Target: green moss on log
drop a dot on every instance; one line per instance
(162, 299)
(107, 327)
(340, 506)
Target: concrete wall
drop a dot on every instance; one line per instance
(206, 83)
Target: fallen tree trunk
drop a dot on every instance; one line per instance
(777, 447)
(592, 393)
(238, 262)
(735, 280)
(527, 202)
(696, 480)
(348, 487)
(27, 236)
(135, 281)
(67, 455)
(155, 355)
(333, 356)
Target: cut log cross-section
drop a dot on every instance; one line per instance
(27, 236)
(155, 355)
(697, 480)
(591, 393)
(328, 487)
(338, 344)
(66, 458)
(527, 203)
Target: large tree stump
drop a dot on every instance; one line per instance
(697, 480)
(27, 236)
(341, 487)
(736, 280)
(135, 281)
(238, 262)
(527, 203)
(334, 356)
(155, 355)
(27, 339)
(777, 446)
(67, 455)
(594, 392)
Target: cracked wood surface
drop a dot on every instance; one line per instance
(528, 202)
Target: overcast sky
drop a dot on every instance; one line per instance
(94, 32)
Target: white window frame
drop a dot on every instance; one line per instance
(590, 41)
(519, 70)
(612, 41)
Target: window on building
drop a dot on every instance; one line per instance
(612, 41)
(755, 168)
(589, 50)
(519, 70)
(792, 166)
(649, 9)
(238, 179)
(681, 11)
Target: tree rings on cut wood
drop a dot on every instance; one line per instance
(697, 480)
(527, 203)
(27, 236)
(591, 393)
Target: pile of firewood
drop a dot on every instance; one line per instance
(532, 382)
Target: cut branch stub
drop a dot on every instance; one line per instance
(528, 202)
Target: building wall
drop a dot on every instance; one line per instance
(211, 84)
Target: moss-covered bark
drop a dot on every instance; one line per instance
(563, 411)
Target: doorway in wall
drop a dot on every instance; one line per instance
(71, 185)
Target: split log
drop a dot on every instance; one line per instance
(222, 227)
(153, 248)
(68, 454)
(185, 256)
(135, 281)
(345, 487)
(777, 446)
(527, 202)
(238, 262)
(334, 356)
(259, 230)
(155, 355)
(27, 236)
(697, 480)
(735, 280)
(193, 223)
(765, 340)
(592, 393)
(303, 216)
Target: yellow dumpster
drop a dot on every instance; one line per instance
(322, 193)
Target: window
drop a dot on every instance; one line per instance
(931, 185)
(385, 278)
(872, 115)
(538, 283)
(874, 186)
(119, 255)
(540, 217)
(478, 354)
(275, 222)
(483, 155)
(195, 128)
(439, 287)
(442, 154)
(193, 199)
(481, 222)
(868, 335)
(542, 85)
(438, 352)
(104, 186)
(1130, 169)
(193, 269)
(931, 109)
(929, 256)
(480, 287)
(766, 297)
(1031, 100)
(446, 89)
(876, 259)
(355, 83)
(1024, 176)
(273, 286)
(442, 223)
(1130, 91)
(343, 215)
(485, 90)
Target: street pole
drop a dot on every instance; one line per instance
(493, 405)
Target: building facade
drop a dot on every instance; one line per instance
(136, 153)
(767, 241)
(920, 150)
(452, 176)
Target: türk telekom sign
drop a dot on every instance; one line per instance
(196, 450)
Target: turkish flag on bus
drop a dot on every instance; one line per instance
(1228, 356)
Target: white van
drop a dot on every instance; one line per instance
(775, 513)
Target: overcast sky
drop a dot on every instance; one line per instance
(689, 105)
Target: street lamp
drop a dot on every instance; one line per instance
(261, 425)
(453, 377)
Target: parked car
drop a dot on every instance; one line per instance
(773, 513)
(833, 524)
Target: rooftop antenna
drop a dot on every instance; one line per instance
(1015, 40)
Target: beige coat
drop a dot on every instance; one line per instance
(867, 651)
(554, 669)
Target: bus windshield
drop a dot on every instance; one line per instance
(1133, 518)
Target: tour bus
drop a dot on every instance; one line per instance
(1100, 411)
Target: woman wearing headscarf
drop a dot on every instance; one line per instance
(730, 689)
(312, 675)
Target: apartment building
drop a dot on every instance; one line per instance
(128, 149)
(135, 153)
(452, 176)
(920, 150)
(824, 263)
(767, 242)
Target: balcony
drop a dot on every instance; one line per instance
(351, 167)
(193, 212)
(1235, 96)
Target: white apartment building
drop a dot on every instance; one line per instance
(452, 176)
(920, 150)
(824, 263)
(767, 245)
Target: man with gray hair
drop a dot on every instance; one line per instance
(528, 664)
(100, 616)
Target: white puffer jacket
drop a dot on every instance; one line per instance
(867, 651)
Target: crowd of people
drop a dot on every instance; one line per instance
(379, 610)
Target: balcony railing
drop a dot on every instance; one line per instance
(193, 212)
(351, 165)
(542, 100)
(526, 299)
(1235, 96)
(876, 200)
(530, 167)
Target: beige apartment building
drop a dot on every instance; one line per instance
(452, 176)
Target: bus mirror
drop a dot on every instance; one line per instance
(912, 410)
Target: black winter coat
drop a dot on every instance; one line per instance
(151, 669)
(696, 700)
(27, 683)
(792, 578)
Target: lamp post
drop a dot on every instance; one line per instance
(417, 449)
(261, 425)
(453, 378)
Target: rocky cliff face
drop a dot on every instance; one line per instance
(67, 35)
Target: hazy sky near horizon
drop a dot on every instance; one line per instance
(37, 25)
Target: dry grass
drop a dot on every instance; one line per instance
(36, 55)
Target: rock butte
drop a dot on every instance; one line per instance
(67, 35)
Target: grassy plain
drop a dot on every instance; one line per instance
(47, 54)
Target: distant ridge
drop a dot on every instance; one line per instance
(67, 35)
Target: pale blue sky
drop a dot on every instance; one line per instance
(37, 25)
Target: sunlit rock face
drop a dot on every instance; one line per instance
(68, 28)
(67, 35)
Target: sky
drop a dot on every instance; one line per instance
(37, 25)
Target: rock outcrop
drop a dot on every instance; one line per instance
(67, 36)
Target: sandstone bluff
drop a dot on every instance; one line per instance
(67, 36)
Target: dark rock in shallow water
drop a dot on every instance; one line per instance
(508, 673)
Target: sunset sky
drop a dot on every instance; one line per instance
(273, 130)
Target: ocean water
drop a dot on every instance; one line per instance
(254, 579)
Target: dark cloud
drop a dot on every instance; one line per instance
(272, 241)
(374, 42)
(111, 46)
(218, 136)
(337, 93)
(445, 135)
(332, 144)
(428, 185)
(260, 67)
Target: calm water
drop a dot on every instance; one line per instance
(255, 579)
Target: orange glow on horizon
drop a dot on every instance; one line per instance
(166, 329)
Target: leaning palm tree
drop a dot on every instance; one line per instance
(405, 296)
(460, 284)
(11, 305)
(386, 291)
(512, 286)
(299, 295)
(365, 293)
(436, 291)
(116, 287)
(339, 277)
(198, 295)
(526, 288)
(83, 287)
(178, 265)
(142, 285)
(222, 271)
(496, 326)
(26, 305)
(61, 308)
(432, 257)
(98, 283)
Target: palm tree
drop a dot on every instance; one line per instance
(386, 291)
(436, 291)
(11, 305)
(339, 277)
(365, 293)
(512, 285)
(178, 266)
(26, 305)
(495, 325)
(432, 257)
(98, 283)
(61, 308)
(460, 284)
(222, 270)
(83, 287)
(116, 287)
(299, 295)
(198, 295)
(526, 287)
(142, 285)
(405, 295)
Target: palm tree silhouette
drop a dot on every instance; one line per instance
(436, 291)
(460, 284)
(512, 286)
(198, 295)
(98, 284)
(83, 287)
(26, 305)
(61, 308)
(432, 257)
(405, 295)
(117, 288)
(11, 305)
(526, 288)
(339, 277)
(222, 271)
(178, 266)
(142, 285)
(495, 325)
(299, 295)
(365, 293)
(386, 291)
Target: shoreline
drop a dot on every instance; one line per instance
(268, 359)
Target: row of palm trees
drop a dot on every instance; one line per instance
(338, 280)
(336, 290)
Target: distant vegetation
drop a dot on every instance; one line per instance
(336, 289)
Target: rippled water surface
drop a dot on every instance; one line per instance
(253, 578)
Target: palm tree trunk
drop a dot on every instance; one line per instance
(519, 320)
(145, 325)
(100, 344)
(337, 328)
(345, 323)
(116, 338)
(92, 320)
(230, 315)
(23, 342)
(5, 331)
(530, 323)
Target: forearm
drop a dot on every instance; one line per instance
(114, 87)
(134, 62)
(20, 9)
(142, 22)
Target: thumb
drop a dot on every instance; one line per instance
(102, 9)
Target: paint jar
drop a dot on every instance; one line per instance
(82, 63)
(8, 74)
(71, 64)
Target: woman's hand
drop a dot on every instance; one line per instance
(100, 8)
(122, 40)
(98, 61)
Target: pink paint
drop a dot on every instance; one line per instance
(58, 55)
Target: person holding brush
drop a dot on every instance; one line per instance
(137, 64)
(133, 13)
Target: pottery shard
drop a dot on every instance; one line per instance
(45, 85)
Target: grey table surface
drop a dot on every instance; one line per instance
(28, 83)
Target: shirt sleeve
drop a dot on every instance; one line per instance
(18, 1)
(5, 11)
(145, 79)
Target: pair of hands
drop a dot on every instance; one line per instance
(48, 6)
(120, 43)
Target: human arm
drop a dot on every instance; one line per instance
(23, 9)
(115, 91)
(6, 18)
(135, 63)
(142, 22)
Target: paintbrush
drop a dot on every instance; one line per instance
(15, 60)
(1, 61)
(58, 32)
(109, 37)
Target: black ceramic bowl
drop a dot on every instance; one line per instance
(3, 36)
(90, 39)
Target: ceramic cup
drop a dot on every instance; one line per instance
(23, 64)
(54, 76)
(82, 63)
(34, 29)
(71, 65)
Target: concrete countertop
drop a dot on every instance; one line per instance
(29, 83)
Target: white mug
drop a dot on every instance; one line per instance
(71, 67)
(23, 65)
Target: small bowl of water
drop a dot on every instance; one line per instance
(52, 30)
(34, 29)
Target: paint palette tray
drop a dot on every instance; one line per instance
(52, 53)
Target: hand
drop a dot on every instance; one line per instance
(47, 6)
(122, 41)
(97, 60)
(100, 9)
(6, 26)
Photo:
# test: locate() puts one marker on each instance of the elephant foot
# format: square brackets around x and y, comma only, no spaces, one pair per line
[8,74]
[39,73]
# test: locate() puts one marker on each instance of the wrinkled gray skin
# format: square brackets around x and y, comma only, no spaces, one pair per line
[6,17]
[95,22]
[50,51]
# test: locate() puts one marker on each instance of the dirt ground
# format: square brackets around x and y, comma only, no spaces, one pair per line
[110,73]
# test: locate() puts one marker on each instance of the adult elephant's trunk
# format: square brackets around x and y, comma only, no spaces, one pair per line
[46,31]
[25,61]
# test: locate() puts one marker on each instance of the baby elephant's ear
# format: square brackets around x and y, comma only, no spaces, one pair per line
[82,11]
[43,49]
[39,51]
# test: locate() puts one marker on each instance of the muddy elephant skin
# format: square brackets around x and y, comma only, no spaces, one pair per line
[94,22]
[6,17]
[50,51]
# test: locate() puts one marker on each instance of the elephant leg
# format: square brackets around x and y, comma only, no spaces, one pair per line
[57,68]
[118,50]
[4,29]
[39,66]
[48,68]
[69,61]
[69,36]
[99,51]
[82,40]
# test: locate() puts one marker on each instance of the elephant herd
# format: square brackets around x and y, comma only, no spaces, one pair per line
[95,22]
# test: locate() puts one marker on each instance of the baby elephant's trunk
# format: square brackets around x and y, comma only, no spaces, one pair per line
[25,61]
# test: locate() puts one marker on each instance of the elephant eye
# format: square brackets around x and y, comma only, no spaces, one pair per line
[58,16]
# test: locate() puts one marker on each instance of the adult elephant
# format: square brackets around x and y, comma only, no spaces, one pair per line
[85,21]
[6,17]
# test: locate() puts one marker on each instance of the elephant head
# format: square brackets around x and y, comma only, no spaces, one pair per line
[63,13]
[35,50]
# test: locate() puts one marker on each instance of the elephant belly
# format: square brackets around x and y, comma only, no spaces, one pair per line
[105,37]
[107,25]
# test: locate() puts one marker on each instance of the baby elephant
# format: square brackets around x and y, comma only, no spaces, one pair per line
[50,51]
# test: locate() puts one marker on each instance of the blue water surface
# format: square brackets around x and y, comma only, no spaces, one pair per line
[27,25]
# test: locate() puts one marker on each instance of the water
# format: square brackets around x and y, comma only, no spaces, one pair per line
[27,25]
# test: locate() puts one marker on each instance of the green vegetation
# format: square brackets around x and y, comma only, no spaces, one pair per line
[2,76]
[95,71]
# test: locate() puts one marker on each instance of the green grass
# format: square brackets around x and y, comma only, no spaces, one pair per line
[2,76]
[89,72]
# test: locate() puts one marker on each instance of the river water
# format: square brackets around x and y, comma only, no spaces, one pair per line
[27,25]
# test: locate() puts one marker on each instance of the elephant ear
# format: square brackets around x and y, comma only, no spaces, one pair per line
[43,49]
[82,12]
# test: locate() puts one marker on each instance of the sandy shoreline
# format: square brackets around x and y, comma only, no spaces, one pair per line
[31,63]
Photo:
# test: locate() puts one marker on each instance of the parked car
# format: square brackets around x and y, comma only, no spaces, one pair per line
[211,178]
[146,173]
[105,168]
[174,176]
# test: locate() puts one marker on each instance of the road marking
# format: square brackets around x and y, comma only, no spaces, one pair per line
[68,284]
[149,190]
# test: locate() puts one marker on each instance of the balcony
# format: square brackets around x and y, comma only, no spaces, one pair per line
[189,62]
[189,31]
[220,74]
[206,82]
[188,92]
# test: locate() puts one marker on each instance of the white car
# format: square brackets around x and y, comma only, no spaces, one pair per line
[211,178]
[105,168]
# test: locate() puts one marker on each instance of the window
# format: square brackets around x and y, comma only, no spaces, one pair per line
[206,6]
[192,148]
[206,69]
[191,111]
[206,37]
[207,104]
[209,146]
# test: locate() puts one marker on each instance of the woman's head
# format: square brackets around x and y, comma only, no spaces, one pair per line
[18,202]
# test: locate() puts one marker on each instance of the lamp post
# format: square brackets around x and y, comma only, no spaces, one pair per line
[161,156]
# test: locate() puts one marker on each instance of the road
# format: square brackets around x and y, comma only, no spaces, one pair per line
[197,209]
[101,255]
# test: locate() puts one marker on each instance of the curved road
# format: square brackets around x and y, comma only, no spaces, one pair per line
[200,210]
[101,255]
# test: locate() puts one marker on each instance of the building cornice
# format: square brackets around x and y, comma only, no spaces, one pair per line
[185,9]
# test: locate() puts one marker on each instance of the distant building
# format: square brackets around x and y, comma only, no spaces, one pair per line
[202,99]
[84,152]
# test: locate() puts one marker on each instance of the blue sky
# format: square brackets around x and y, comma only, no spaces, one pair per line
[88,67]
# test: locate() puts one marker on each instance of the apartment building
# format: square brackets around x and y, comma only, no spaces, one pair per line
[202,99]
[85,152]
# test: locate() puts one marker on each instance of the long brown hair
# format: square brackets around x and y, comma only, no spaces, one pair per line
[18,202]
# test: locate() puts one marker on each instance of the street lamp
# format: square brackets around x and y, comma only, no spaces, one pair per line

****

▶ _Exercise brief_:
Return the material exactly as it stands above, but only from its first line to the line containing "Target: fallen tree trunk", both ends included.

▶ _Answer to this problem_:
Target: green moss on log
drop a dot on every instance; one line per instance
(162, 299)
(107, 327)
(340, 506)
Target: concrete wall
drop a dot on every instance; one line per instance
(206, 83)
Target: fallen tree trunk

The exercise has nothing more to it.